----- DATA FOR THE TASK -----

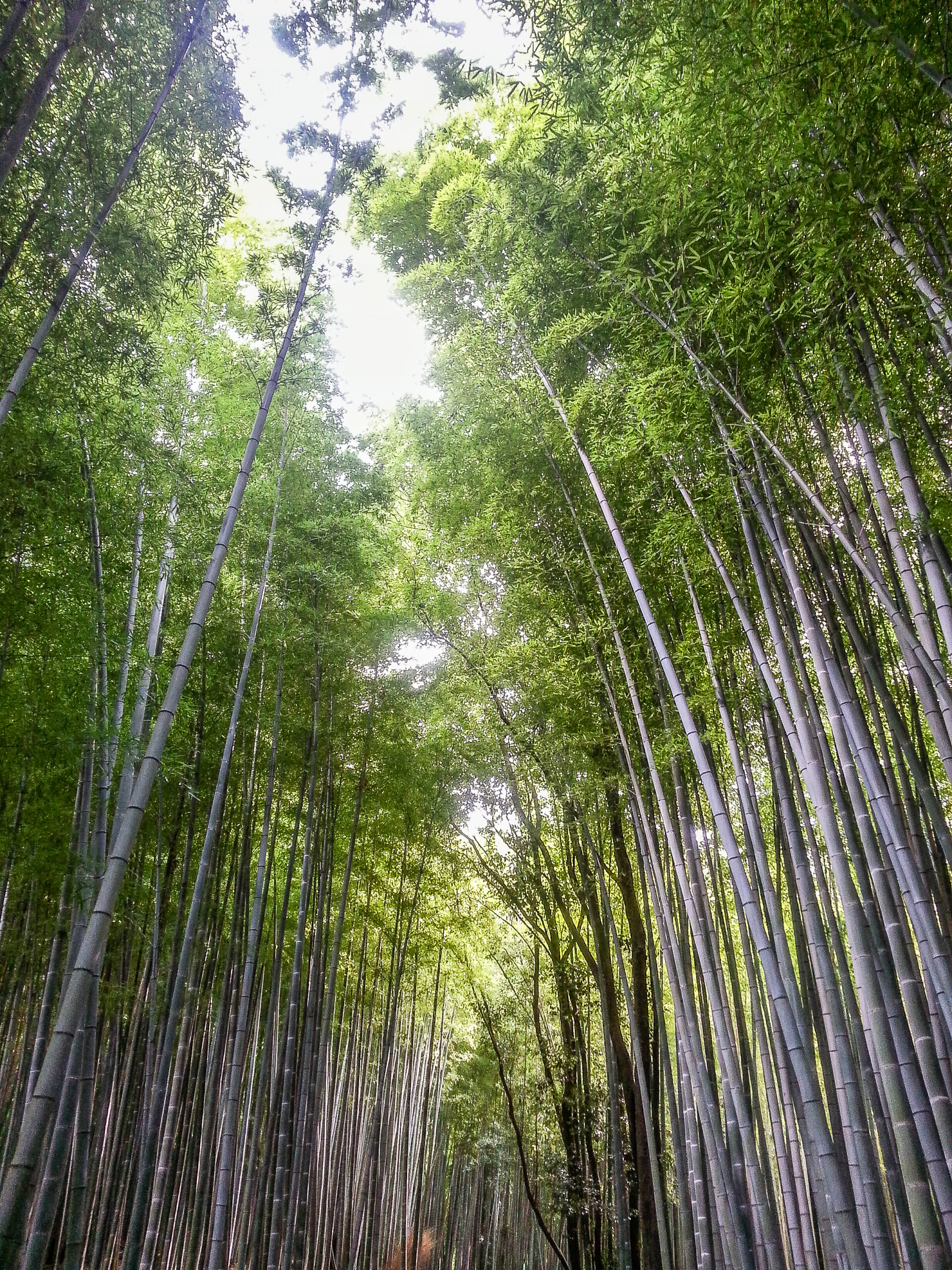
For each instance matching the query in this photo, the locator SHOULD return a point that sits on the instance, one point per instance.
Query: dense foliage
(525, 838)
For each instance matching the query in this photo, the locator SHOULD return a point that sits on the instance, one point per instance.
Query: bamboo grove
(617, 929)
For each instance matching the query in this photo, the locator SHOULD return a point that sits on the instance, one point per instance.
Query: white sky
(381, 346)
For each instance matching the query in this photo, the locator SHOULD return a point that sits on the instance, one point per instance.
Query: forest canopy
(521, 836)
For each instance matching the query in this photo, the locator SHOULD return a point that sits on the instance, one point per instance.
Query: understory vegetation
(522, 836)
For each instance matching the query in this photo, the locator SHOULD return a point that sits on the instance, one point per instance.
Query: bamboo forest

-----

§ **SET EXERCISE**:
Write out all of the data above word for word, but leave out the pictures.

§ **REPLY TO THE TASK**:
For each instance matching the query in this photo, the locator SHOULD return a point that sits on the instance, one point per instance.
Query: dense foliage
(525, 838)
For each instance matching the query in this photo, the locator SHOULD return a point that sits on the instance, one point per instance.
Query: bamboo grove
(617, 929)
For each instance matching the query in this photo, the locator SHOULD return a point that sits on the instance, one point per instance.
Query: white sky
(381, 346)
For each instance matching the query in this photo, the locator SHOULD return a point that sits on the instance, one point per instance.
Query: forest canopy
(521, 836)
For each instance matching the query in this photo, the locator SHOULD return a point that sits on the instance, one point per instance.
Query: understory vegetation
(522, 836)
For each instance matching the query in this photo, the locator SHOULD return a point that sits on the instance, one point per instance.
Query: bamboo forest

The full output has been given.